Start of Provided records

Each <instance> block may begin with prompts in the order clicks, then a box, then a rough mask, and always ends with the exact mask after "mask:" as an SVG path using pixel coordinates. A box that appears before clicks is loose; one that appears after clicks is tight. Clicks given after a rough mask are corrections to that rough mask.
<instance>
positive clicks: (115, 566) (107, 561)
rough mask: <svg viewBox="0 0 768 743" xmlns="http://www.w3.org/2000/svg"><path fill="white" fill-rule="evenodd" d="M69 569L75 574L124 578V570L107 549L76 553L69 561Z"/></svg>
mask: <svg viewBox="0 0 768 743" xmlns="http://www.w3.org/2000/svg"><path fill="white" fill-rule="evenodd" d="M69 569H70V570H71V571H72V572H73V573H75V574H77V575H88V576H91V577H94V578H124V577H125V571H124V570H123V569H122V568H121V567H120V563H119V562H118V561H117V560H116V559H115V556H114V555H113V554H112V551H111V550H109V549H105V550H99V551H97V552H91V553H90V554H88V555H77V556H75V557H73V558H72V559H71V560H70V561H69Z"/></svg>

End of Provided records

What the exercise asks:
The lines above should be duplicated exactly.

The answer:
Each <instance> block may begin with prompts in the order clicks, then a box, then a rough mask, and always ends with the exact mask after "mask:" as an SVG path using pixel coordinates. A box that appears before clicks is loose; one that appears after clicks is tight. Clicks given after a rough mask are corrections to that rough mask.
<instance>
positive clicks: (115, 566) (107, 561)
rough mask: <svg viewBox="0 0 768 743" xmlns="http://www.w3.org/2000/svg"><path fill="white" fill-rule="evenodd" d="M69 569L75 574L124 578V570L107 549L76 553L69 561Z"/></svg>
mask: <svg viewBox="0 0 768 743" xmlns="http://www.w3.org/2000/svg"><path fill="white" fill-rule="evenodd" d="M69 569H70V570H71V571H72V572H73V573H75V574H77V575H88V576H91V577H94V578H124V577H125V571H124V570H123V569H122V568H121V567H120V563H119V562H118V561H117V560H116V559H115V556H114V555H113V554H112V551H111V550H109V549H105V550H99V551H97V552H91V553H90V554H88V555H77V556H75V557H73V558H72V559H71V560H70V561H69Z"/></svg>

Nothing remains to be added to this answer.